(Exercise details): Everything from the line containing "Could you kindly segment every instance of the black" to the final line of the records below should be given again exactly, and nothing else.

(Material provided):
* * *

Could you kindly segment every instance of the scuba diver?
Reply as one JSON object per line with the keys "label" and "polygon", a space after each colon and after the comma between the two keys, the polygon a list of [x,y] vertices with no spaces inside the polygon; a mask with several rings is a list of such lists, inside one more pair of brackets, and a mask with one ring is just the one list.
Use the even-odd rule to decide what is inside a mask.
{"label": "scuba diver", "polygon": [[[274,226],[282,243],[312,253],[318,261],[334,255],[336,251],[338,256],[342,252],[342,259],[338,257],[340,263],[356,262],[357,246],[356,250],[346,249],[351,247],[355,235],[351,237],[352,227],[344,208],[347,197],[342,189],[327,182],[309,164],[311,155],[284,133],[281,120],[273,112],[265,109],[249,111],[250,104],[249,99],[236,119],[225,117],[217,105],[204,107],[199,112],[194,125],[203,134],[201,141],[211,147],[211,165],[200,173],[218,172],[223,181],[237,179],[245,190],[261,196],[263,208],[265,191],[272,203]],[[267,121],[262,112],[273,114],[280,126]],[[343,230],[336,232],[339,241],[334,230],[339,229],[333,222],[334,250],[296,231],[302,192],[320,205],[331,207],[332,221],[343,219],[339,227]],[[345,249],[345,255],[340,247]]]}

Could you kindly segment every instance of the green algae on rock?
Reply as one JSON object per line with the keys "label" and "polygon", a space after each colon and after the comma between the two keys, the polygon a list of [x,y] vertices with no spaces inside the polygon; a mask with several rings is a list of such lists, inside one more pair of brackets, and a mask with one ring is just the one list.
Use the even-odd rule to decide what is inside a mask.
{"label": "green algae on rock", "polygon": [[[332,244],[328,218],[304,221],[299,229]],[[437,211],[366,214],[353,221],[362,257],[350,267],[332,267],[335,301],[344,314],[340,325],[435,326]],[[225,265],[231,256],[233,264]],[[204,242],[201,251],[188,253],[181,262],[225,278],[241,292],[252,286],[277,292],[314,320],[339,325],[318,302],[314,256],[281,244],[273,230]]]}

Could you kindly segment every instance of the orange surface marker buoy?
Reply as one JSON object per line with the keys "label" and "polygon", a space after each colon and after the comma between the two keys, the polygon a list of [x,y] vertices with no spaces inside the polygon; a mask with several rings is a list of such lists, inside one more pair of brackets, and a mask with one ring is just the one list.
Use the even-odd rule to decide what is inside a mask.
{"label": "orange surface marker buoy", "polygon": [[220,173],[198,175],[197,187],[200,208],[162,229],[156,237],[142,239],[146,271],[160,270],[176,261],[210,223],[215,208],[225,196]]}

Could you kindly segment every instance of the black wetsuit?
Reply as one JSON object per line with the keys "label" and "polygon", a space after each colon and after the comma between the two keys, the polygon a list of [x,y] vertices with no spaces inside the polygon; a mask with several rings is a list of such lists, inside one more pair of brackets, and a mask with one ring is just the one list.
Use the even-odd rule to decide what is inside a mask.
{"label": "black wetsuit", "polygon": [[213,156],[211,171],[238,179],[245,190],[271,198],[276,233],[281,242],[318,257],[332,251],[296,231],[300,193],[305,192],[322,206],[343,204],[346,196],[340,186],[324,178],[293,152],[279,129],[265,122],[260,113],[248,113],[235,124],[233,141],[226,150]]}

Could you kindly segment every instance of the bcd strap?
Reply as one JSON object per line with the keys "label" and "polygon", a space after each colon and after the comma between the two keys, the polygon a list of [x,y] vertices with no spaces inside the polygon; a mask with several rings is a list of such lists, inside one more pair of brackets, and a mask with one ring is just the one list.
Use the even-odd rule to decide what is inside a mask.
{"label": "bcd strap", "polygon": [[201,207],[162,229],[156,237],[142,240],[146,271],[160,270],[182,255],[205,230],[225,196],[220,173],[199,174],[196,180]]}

* * *

(The completed task):
Could you kindly segment every instance of the black wetsuit?
Reply as one JSON object per line with the keys "label" and "polygon", a space after each colon and after the comma between the two keys, the polygon a list of [x,y] vertices with no spaces inside the polygon; a mask with several rings is a list of such lists, inside one more pair of brackets, and a mask with one ring is just the one list.
Use the even-odd rule to decide what is inside a mask.
{"label": "black wetsuit", "polygon": [[213,156],[211,171],[238,179],[245,190],[271,198],[276,233],[281,242],[318,257],[332,251],[296,231],[300,193],[305,192],[322,206],[343,204],[346,196],[340,186],[324,178],[293,152],[279,129],[265,122],[260,113],[248,113],[235,124],[233,141],[226,150]]}

Could you kindly segment every instance of the bcd strap?
Reply as one JSON object per line with the keys "label" and "polygon", a space after each colon and after the comma between the two keys, the polygon a list of [x,y] vertices with no spaces inside the polygon; a mask with several rings is a list of such lists, inside one more pair of brackets, and a mask with one ring is just the one list.
Use the even-odd rule to decide what is inside a mask.
{"label": "bcd strap", "polygon": [[201,207],[162,229],[156,237],[142,240],[146,271],[160,270],[182,255],[205,230],[225,196],[220,173],[199,174],[196,180]]}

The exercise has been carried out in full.